» Information given
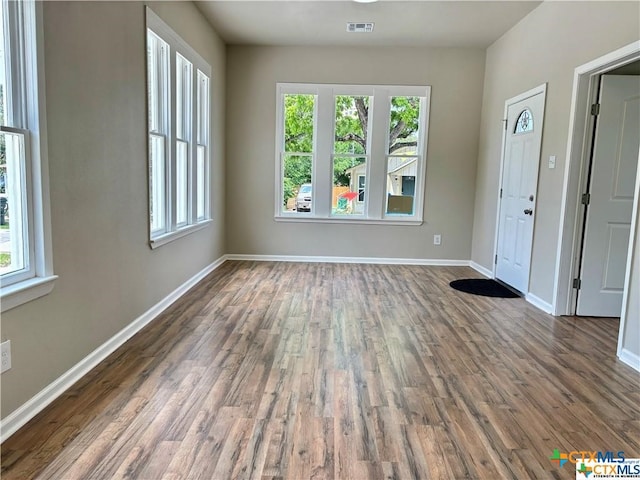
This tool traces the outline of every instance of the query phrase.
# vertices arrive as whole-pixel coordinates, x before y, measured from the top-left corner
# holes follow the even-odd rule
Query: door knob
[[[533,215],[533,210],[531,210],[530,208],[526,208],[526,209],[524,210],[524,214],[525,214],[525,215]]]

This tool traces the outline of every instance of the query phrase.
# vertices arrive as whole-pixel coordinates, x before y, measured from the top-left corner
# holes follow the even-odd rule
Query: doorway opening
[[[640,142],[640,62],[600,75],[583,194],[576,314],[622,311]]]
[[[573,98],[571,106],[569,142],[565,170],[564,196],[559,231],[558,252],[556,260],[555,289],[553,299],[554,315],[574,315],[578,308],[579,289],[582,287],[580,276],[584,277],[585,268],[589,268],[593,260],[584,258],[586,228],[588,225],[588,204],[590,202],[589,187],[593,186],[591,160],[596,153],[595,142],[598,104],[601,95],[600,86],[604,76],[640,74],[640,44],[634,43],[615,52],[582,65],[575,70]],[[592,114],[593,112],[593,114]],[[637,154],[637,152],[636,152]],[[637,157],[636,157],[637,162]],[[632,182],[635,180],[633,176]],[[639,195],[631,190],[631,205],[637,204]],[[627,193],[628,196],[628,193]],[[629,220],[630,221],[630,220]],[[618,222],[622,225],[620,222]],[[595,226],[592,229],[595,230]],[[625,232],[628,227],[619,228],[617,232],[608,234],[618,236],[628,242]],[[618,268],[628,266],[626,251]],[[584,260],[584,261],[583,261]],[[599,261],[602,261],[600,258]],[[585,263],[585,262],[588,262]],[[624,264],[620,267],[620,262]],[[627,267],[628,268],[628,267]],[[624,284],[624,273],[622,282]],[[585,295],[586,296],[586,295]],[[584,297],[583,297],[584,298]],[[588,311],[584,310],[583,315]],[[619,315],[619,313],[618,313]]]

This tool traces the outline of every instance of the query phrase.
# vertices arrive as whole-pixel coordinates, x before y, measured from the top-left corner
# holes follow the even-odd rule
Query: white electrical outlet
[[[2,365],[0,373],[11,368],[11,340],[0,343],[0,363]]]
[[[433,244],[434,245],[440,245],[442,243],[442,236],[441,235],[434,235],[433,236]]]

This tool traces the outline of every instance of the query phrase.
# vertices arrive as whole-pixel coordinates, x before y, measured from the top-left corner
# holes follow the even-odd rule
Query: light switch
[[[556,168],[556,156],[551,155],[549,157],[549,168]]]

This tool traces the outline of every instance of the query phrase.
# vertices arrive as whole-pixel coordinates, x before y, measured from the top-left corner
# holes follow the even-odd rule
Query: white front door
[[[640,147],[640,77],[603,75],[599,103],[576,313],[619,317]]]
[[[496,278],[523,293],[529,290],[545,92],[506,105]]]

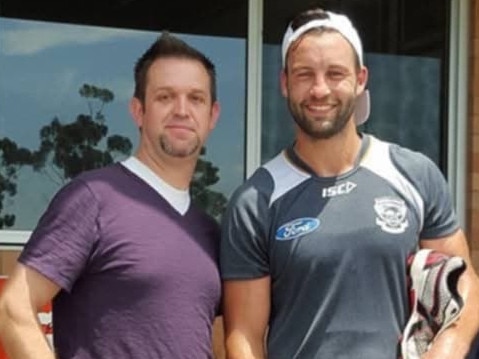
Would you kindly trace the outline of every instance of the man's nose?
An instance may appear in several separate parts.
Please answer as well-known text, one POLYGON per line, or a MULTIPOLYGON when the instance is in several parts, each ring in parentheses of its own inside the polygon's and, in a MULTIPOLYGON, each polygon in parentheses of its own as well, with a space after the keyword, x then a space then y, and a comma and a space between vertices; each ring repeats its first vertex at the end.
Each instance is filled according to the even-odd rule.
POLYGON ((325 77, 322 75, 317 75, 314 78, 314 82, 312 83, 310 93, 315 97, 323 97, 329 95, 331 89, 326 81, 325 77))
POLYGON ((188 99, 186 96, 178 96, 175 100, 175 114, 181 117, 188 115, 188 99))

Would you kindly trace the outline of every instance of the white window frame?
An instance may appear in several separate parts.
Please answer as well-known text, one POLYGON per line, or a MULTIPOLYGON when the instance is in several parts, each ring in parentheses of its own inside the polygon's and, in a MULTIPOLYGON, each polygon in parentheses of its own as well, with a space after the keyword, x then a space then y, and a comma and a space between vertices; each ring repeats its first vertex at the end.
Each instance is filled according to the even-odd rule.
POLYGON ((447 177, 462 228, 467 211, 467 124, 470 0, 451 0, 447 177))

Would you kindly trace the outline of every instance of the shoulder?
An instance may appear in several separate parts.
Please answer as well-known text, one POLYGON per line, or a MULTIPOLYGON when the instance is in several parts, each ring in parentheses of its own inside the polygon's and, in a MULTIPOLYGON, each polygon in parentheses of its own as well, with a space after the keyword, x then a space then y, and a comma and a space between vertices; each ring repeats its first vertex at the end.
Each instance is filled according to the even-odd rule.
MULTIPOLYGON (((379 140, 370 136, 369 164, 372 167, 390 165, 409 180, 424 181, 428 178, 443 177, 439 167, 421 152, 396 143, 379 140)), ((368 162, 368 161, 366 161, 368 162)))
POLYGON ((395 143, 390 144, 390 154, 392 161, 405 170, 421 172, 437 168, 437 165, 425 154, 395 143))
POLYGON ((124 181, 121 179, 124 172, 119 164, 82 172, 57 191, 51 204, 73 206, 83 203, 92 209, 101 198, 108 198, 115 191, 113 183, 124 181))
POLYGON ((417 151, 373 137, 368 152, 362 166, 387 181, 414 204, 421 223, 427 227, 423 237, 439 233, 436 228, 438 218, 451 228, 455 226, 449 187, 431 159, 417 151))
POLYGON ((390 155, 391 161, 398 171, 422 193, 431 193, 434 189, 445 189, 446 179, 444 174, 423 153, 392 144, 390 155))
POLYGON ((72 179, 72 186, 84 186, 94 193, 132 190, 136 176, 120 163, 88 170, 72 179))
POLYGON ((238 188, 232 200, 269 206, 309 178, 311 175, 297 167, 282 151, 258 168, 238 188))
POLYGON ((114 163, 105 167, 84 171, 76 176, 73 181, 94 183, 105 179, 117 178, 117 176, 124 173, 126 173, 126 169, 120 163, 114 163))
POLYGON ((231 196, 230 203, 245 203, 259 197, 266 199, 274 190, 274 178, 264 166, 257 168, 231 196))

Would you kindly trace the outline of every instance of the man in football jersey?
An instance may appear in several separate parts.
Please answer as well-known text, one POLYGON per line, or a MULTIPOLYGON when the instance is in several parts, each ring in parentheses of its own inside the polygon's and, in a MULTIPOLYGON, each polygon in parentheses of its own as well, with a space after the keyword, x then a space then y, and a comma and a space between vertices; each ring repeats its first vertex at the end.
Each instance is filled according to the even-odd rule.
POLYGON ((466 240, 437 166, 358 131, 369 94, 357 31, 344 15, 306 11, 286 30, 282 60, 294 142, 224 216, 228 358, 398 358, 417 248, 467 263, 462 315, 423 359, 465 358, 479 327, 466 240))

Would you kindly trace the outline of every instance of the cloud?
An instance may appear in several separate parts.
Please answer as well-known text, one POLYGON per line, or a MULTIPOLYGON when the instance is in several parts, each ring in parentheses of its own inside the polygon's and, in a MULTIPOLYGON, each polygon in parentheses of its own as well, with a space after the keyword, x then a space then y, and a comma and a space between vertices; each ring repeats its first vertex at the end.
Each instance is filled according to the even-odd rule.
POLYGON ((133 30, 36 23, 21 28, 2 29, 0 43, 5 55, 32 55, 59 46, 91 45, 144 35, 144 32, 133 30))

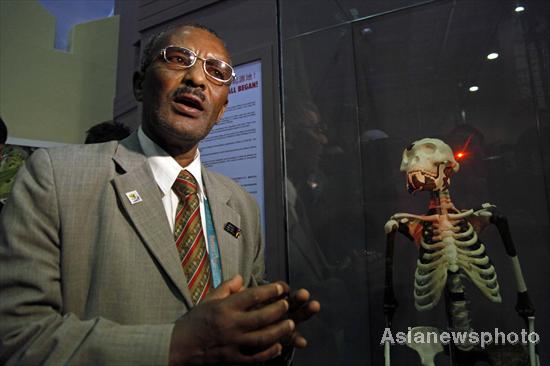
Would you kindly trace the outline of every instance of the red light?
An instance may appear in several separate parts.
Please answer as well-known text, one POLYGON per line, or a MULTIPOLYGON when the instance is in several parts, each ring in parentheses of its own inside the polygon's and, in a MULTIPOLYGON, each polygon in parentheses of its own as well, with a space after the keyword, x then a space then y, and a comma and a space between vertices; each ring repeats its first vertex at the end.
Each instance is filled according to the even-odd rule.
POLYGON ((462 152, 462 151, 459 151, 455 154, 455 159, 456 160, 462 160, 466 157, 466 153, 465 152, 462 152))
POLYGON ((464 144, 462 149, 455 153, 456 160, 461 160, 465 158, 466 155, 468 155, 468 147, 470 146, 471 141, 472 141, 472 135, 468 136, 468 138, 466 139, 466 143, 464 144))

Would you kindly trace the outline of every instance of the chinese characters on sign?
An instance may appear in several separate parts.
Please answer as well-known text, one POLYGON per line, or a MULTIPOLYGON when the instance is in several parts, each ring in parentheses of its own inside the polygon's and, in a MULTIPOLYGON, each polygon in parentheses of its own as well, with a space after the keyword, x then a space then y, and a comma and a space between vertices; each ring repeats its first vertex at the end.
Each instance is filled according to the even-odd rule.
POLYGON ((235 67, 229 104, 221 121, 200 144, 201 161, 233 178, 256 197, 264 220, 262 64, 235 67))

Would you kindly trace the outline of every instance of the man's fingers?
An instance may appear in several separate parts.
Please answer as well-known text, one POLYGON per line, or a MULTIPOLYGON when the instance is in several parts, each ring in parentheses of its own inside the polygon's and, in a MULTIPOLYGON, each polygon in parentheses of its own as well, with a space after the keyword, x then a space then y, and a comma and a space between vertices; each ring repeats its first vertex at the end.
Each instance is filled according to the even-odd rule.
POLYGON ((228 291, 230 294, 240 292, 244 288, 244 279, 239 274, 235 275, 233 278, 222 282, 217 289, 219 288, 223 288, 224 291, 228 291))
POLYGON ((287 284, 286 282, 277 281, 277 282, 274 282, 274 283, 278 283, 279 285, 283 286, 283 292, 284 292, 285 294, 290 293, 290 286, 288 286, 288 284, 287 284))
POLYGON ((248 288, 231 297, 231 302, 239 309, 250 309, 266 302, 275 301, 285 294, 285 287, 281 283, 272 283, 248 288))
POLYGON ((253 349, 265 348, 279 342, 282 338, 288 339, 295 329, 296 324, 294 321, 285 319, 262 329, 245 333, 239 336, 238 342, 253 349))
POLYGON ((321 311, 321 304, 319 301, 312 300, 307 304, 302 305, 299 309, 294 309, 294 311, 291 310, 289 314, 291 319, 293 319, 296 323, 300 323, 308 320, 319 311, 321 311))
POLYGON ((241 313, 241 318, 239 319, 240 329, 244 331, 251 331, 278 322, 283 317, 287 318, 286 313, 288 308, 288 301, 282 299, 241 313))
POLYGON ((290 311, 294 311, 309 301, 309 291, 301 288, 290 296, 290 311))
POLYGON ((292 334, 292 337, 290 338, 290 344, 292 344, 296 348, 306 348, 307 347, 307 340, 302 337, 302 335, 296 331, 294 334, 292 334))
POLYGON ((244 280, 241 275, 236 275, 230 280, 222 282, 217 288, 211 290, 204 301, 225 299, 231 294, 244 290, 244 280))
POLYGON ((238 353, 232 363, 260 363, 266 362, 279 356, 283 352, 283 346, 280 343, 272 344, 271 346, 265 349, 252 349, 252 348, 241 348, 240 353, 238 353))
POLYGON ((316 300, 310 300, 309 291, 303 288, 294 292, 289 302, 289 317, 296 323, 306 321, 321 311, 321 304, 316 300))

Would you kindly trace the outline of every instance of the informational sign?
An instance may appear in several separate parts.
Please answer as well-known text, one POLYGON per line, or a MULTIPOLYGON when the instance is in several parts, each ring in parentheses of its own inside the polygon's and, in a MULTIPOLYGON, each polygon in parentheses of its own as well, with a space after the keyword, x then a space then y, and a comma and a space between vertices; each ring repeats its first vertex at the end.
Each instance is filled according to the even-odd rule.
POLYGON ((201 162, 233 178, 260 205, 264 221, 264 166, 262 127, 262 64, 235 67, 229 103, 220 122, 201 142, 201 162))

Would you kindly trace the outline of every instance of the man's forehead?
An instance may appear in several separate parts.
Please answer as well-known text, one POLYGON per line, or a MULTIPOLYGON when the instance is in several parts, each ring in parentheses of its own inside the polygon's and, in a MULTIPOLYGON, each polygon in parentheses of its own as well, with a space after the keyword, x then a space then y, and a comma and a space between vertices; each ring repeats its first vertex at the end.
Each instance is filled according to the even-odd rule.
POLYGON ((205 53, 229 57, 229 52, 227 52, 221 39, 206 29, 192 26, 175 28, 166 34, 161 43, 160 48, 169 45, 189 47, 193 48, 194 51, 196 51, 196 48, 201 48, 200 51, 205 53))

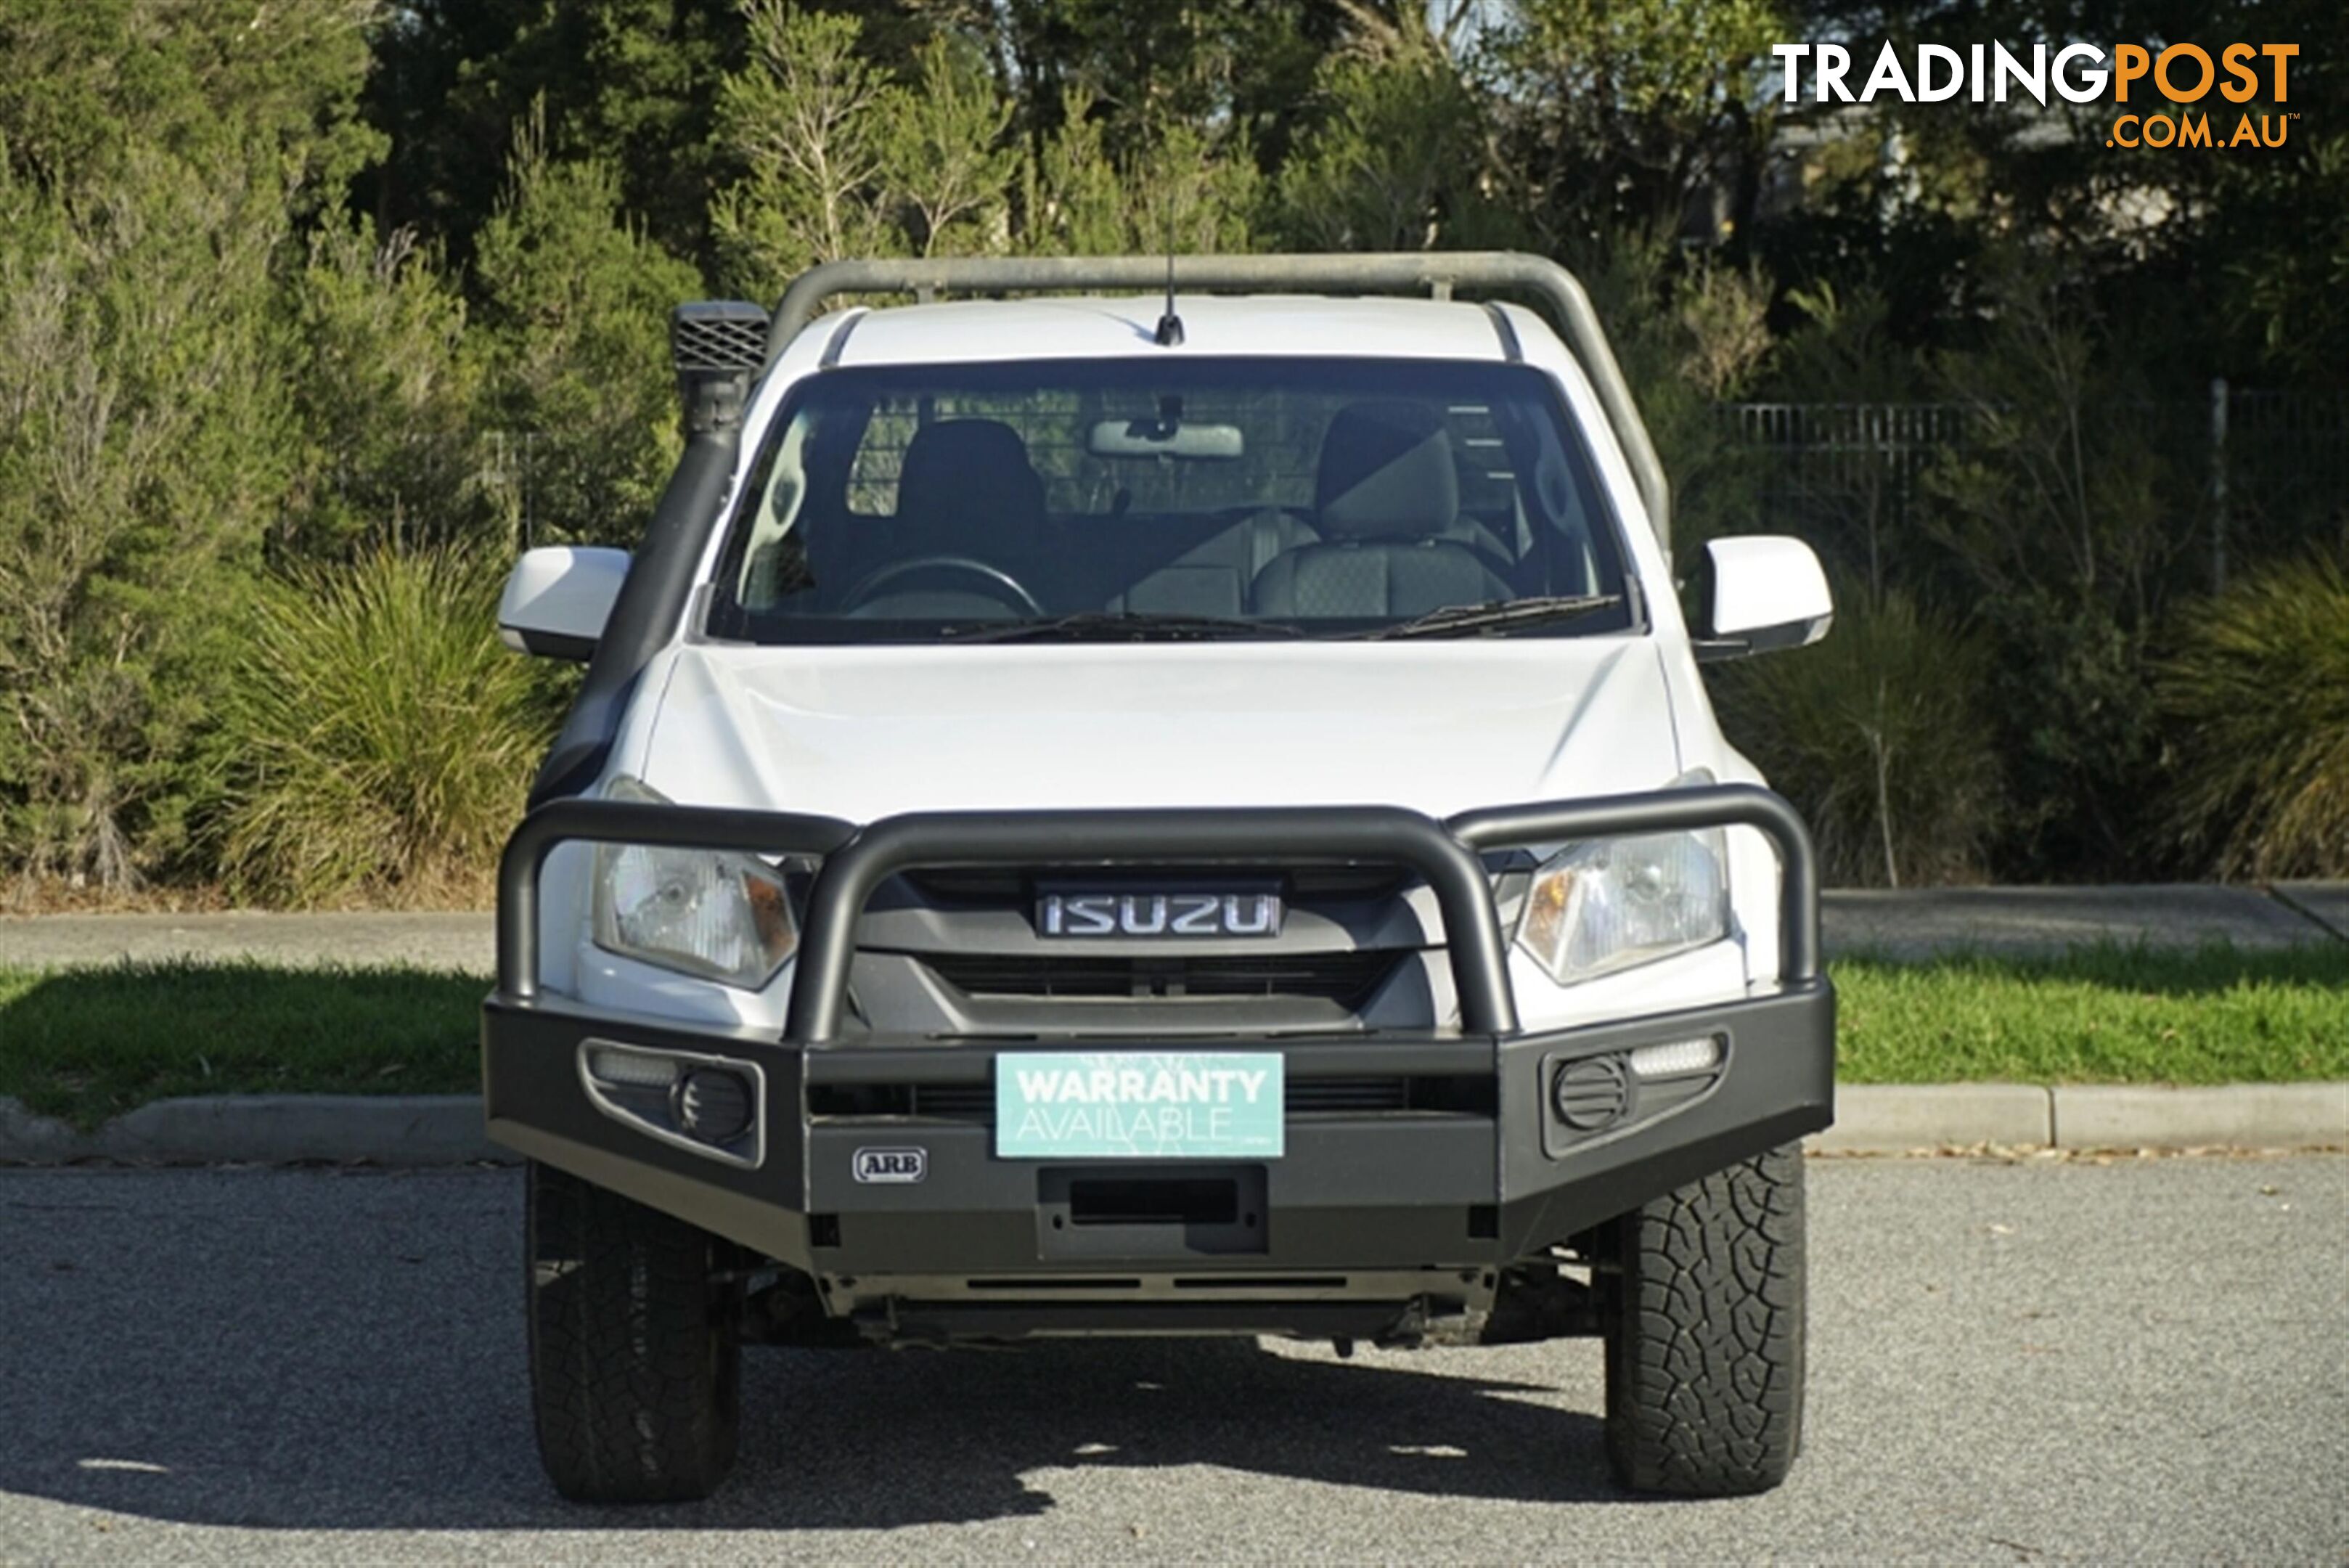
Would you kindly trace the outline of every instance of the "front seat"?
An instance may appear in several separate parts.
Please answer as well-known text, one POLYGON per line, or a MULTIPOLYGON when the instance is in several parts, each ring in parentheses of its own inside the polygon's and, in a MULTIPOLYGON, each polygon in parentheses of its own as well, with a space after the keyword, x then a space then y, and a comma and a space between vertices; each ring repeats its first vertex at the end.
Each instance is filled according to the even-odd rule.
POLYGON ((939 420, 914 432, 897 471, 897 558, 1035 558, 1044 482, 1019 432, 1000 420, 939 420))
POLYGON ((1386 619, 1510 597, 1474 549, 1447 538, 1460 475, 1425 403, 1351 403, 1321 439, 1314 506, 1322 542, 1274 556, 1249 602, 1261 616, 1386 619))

» Task requirements
Please give the count of lines above with "sign", nothing else.

» Reply
2